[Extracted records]
******

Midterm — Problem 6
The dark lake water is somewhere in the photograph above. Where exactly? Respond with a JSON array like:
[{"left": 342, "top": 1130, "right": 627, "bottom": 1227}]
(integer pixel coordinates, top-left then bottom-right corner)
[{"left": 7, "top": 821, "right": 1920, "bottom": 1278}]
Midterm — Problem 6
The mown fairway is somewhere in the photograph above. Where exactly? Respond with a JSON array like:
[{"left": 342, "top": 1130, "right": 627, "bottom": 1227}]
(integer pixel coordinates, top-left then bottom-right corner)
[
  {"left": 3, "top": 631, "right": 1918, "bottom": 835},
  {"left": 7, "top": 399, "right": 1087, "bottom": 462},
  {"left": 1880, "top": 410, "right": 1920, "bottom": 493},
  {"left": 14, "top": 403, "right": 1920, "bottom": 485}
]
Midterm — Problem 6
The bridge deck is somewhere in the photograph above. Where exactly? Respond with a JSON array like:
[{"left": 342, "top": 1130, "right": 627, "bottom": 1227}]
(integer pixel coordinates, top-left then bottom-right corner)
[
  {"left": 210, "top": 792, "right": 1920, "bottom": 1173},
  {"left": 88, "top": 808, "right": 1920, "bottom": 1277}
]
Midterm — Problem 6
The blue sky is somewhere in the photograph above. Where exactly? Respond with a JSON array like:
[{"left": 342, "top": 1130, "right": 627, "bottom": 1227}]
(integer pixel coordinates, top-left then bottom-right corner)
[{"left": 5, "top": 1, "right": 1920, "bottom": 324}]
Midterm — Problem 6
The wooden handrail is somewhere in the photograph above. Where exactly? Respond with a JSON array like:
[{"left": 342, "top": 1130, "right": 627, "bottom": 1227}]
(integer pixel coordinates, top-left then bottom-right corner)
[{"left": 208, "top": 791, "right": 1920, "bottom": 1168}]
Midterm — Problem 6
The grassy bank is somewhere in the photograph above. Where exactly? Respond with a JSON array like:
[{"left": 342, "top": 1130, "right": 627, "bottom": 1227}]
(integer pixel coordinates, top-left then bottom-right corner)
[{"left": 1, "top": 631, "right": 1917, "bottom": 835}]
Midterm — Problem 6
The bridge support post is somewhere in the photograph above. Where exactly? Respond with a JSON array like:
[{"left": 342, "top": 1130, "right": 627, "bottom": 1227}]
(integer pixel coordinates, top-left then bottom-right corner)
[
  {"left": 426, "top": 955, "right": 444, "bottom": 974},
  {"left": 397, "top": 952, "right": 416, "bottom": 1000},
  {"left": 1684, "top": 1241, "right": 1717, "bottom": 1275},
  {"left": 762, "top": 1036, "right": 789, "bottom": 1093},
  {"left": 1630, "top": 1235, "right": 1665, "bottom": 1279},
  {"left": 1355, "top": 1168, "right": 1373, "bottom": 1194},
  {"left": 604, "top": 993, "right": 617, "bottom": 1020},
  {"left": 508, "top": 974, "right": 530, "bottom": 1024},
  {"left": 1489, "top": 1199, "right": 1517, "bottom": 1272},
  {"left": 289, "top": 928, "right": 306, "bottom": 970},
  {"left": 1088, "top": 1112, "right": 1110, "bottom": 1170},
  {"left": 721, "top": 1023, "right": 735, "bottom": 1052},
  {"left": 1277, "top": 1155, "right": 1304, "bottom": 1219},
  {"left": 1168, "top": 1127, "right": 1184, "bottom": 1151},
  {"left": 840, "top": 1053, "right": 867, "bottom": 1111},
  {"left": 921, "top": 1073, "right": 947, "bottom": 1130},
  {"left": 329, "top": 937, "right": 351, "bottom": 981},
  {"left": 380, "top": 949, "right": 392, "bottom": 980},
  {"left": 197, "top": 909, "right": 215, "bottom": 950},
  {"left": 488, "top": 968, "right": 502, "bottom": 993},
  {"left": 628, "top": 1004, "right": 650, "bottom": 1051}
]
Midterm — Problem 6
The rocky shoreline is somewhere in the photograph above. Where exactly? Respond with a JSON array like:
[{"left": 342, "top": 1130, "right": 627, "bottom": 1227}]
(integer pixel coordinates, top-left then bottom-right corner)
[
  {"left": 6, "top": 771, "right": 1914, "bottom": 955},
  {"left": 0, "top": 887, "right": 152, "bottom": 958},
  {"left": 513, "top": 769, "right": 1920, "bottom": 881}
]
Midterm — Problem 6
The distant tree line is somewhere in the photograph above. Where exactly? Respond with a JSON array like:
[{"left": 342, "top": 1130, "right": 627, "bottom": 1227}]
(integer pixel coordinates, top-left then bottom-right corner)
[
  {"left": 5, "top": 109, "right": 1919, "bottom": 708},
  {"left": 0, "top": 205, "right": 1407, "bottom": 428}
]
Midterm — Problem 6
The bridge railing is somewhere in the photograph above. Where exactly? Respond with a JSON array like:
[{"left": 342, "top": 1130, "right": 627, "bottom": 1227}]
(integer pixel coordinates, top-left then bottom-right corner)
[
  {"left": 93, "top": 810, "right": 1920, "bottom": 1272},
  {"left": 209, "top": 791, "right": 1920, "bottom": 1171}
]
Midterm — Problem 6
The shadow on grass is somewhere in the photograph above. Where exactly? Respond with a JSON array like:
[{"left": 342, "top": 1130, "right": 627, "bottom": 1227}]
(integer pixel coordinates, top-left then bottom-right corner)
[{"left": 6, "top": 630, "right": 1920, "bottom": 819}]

******

**Exercise instructions:**
Each line above that has the word "array" should be copied.

**Finished task:**
The dark lake water is somewhere in the photograph above. Where exactly? Respond with a JSON array like:
The mown fairway is somewhere in the photograph above. Where exactly? Respond with a JSON array like:
The bridge deck is somewhere in the photograph above. Where exactly? Respond with a JSON array like:
The blue sky is somewhere in the photograph above. Where exactly? Respond with a JSON array like:
The wooden handrail is somewhere in the photograph above. Where exactly? Respond with a JSON array like:
The grassy bank is somewhere in the photograph above. Where exactly? Respond with a JSON array like:
The bridge support post is somewhere in the photograph above. Where exactly? Respond with a JSON array like:
The rocky shoreline is somewhere in the photograph above. Where exactly? Respond with a JSON array like:
The distant tree line is somewhere in the photograph above. Where exactly? Respond with a JSON array like:
The bridge railing is somewhere in the photograph above. Where exactly? Respond with a JSON array like:
The shadow on grass is somewhere in the photograph above. Where exactly? Respond with a JSON array like:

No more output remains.